===== 課題用データ

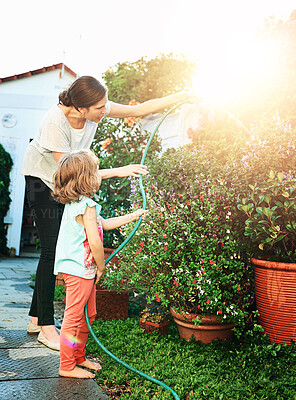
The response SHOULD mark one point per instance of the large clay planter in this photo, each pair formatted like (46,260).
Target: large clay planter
(161,328)
(210,329)
(275,293)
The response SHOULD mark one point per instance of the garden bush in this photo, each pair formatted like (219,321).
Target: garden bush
(248,369)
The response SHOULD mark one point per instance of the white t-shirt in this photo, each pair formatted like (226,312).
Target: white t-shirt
(55,134)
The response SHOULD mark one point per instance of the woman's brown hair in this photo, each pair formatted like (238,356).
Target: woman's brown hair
(84,92)
(76,176)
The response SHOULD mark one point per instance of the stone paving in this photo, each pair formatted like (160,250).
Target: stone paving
(29,370)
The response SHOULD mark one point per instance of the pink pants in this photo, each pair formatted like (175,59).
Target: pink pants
(74,331)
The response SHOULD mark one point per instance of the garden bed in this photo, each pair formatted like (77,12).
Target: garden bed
(250,369)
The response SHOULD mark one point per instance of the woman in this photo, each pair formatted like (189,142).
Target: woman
(70,125)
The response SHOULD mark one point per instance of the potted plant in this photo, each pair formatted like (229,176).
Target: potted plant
(270,231)
(154,319)
(186,257)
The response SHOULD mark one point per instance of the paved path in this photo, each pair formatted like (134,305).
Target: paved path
(29,370)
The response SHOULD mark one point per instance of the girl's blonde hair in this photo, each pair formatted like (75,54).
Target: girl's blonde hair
(76,176)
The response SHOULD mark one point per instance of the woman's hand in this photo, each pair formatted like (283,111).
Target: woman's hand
(132,170)
(139,213)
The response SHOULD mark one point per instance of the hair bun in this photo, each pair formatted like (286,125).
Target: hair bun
(65,99)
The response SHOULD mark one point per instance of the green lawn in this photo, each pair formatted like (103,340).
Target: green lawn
(250,369)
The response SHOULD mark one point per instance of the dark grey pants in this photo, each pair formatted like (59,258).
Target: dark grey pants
(47,214)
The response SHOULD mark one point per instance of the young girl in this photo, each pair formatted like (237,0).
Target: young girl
(80,254)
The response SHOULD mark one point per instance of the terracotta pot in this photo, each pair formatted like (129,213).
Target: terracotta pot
(275,289)
(210,328)
(111,305)
(162,328)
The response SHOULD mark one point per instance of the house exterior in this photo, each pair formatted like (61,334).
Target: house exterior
(24,99)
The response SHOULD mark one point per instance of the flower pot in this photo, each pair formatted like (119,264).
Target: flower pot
(162,328)
(210,328)
(111,305)
(275,288)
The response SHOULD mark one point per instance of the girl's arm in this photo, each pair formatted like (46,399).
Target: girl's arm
(128,170)
(94,240)
(148,107)
(116,222)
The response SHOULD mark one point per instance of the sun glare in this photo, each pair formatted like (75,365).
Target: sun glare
(231,58)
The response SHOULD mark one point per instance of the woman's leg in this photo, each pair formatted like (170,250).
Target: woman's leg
(78,291)
(47,214)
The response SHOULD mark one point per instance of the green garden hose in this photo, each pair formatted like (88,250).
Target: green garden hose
(150,378)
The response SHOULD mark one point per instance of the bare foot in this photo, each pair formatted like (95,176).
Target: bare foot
(91,365)
(50,333)
(77,372)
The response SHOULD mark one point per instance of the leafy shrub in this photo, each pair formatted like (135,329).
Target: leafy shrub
(117,144)
(220,370)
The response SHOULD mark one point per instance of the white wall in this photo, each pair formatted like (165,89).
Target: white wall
(27,99)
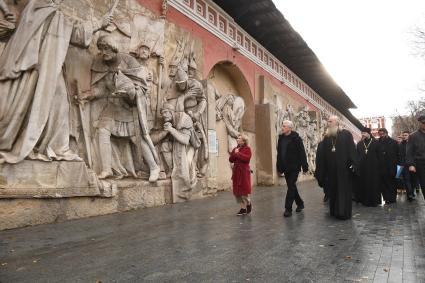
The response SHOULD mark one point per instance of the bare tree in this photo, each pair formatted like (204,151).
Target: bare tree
(408,122)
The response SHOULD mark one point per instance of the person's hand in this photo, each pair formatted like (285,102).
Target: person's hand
(161,60)
(168,126)
(85,96)
(106,21)
(10,17)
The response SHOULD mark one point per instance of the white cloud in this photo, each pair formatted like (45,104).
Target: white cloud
(365,46)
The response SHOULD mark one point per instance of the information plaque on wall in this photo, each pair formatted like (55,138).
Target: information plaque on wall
(212,141)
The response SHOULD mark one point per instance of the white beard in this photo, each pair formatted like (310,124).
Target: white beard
(332,132)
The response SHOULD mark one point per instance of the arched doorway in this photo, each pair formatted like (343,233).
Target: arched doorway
(228,80)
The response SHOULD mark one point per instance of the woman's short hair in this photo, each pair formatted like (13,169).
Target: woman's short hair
(244,138)
(288,123)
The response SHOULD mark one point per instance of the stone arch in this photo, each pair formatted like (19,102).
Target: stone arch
(227,78)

==========

• [目的]: 上のエントリをすべて、一字一句変えずにそのまま書き写してください。ただし、画像は答えに入れないでください。

• [課題の結果]:
The response SHOULD mark one point per instance of the large clay planter in this photo, each pair formatted like (46,260).
Target: large clay planter
(161,328)
(210,329)
(275,293)
The response SHOULD mark one point per instance of the garden bush in this photo, each pair formatted like (219,321).
Target: garden bush
(248,369)
The response SHOULD mark one point per instance of the white t-shirt in this photo, each pair formatted like (226,312).
Target: white t-shirt
(55,134)
The response SHOULD mark one point per instance of the woman's brown hair in this photo, each pair formatted like (238,356).
Target: woman's brown hair
(84,92)
(76,176)
The response SHOULD mark one point per instance of the stone paving in this photo, each pair formatted like (160,250).
Target: stone paving
(29,370)
The response SHOULD mark one point per instance of the pink pants in this photo, each pair formatted like (175,59).
Target: pink pants
(74,331)
The response SHOULD mark one point per instance of the garden bed in this photo, each pair formatted like (77,12).
Target: garden bed
(250,369)
The response SHOULD mark one point per instance of the woman in this photo, each pair formatted like (189,142).
Target: woman
(70,125)
The response SHOULD mark one point per instance of the potted plant in this photo, each pair formatted like (229,176).
Target: potted plant
(270,231)
(154,319)
(186,257)
The response SHOULD mark one point per instance of the paved path in this photo, each pair formatted like (134,305).
Target: paved path
(29,370)
The response SHOULD mark one point per instance of the girl's blonde hair in this photo, each pair formatted like (75,54).
Target: girl's blonde hair
(76,176)
The response SHOULD mark one point per instance of the woman's hand in this photo, each pair formatted like (283,111).
Target: woman's hand
(132,170)
(139,213)
The response SHOULD mark one point per instance of the hair bun in this photo, each pair formatted like (286,125).
Target: hair bun
(65,99)
The response SHOULD mark one point per instance of the green lawn in this photo, each pair formatted like (103,340).
Target: green lawn
(250,369)
The response SHOULD mark one point per instance of the dark grey pants in this photo, each pair formatted like (59,258).
Target: dark grey pants
(47,214)
The response SHOULD mark one point per instance of the young girl in this photo, each pair formatted like (237,0).
Target: young girl
(80,254)
The response SHOULD mark one point per instance of the terracotta pot in this photo, each pair formatted like (129,213).
Target: terracotta pot
(275,289)
(210,328)
(111,305)
(162,328)
The response SHOULD mark one point per instance of the house exterior in this photo, each pair formatted like (61,334).
Target: house exterior
(24,99)
The response SHOULD mark one point per instance of the flower pot in this photo, each pair formatted like (119,264).
Target: flower pot
(162,328)
(210,328)
(111,305)
(275,288)
The response SHOULD mark one point per instance of the girl's arm in this photo, each pair formatted like (46,399).
Target: girl's arm
(128,170)
(94,240)
(148,107)
(116,222)
The response SHOULD mark one point per instance of the sun glare in this photo, each pair formatted like (75,365).
Target: sun glare
(231,58)
The response SHOULD mark one point per instance of the woman's leg in this photo, each pair formatted like (170,250).
Target: woman's leg
(78,291)
(47,214)
The response SHOULD mark one point per instance of the green garden hose in this photo, each pair formatted like (88,250).
Target: green garden hose
(150,378)
The response SHOULD mark one point per instance of the bare foot in this photo, each pair formatted like (95,176).
Target: bare foot
(91,365)
(50,333)
(77,372)
The response SHOULD mark one point per instance of the leafy shrub in this photo, each pair formatted like (135,329).
Target: leafy shrub
(117,144)
(220,370)
The response SHOULD mark one point per instance of the white wall in this photo, each pair formatted like (165,89).
Target: white wall
(27,99)
The response SHOULD mark one point per instance of the bare tree in this photo, each pair formatted like (204,151).
Target: bare tree
(408,122)
The response SHOULD mark one point per instance of the person's hand in this photo, each pair formatted like (285,102).
Target: person's hand
(161,60)
(168,126)
(85,96)
(106,21)
(10,17)
The response SHOULD mark one point per instance of the white cloud in this photo, each pair formatted like (45,104).
Target: white cloud
(365,46)
The response SHOULD mark one point per instance of the information plaque on wall in this photo, each pair formatted like (55,138).
Target: information plaque on wall
(212,141)
The response SHOULD mark one point per instance of the white beard in this photo, each pair formatted like (310,124).
Target: white beard
(332,132)
The response SHOULD mark one point per instance of the arched doorway in this photo, each pair formatted like (343,233).
Target: arched doorway
(228,80)
The response SHOULD mark one point per instance of the woman's short hair in this photo, each pair formatted like (13,169).
Target: woman's short hair
(244,138)
(288,123)
The response SHOULD mark one point per instance of the stone arch in this photo, each pair formatted like (19,102).
Target: stone arch
(227,78)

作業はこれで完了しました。